Prüfen Sie anhand des Textes zur Wiedereröffnung der Kinos, ob die Aussagen 1. Die Kinos wurden Anfang November geschlossen, 2. Ein Teil des Personals wurde bereits entlassen und 3. Die Vorbereitung eines Filmstarts dauert in der Regel 4-6 Wochen zutreffen. Beantworten Sie jede mit Ja oder Nein und belegen Sie sie mit einem wörtlichen Zitat.

:: Textauszug

Wiedereröffnung unserer Kinos

Liebe Filmfreund*innen,

als wir Anfang November zu Beginn des Lockdown Light unsere Kinos schließen mussten, geschah dies mit der Aussicht auf niedrigere Inzidenzen und eine voraussichtliche Wiedereröffnung zu Weihnachten. Dass daraus nichts geworden ist, haben wir alle erfahren müssen, ja selbst die Verschärfung des Lockdowns im Dezember zieht immer noch keine geringere Anzahl an Neuinfektionen nach sich. Dass man unter diesen Bedingungen die Kinos nicht öffnen kann, ist evident. Damit fallen für uns nach einem völlig verkorksten letzten Jahr auch die besucherstärksten Monate im neuen Jahr weg. Überleben können wir das nur mit Hilfe vom Staat und Ihnen, unserem Publikum. Doch beinahe noch wichtiger ist die moralische Unterstützung, die uns von allen Seiten zuteil wird. Diese macht uns klar, dass wir geschätzt und gebraucht werden und dass es wohl der Albtraum unserer Zuschauer wäre, wenn nachdem all dies endlich überwunden ist, es den Italiener um die Ecke und das geliebte Programmkino nicht mehr geben würde. Deswegen ist all Ihre Unterstützung und Wertschätzung für uns auch ein Auftrag, die Kinos baldmöglichst wieder zu öffnen und ein möglichst sicheres Filmerlebnis möglich zu machen. Darauf warten wir genauso sehnsüchtig wie Sie, und wenn die Fallzahlen im Moment einfach nicht sinken wollen, so hoffen wir auf das kommende Frühjahr mit wärmeren Wetter und eine immer weiter fortschreitende Durchimpfung der Bevölkerung, die ein unbeschwertes Kinoerlebnis wieder möglich machen sollten.
Aber wie könnte eine Wiedereröffnung der Kinos aussehen und wann könnte dies endlich wahr werden? Der erste Lockdown hat gezeigt, dass die Erlaubnis zum Kinobetrieb von der Politik ziemlich kurzfristig erteilt werden wird. Das könnte zum Beispiel so aussehen, dass wir Ende März erfahren, dass wir im April wieder spielen dürfen. Die Kinos wieder aufzuschließen und das Personal aus der Kurzarbeit zu holen, sollte kein Problem sein, immerhin mussten wir bisher noch niemanden entlassen. Aber Kino braucht mehr als nur einen Ort, wo es stattfinden kann. Kino braucht gute Filme und Verleiher, die sich eine clevere Marketing-Strategie überlegt haben. Das geht nicht in ein paar Tagen, dafür braucht es in der Regel 4-6 Wochen. Die neuen Filme müssen der Presse vorgestellt werden, Interviews organisiert und eine Werbekampagne geplant werden. Wenn es dann noch eine Kinotour mit den Filmschaffenden zum Filmstart gibt, ist die Promotion perfekt. Aber all dies kostet viel Geld und die Verleiher gehören genauso wie die Produzenten nur zu den mittelbar Betroffenen des Lockdowns, was sich in deutlich geringeren Staatshilfen niederschlägt.

::::
:: Zeilen des Datensatzes

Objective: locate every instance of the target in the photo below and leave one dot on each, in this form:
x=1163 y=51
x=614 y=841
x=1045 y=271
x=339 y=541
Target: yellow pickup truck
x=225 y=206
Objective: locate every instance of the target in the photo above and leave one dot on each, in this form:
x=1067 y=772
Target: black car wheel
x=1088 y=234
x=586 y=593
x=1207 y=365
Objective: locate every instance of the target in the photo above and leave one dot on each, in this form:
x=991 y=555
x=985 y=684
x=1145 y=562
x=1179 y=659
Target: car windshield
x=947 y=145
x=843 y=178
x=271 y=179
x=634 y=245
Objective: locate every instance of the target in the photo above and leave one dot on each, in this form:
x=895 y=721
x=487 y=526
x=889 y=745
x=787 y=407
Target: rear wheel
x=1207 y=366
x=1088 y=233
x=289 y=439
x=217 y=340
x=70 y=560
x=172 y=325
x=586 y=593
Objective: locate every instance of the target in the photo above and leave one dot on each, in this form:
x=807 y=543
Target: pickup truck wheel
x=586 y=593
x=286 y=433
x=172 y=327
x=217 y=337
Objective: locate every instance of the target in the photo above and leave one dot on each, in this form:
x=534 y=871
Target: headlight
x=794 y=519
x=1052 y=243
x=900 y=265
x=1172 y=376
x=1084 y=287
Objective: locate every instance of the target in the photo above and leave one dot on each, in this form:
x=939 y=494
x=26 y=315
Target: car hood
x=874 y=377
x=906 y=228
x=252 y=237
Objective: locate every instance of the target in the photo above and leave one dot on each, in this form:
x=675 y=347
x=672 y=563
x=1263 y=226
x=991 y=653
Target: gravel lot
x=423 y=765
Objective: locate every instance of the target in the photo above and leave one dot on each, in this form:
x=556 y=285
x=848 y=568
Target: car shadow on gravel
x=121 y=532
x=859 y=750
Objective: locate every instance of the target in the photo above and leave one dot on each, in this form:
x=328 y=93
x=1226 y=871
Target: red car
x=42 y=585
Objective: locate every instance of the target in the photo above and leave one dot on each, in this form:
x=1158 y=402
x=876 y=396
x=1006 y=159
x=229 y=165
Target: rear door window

::::

Antwort zur Aufgabe:
1. Ja: „als wir Anfang November zu Beginn des Lockdown Light unsere Kinos schließen mussten“
2. Nein: „immerhin mussten wir bisher noch niemanden entlassen“
3. Ja: „Das geht nicht in ein paar Tagen, dafür braucht es in der Regel 4-6 Wochen.“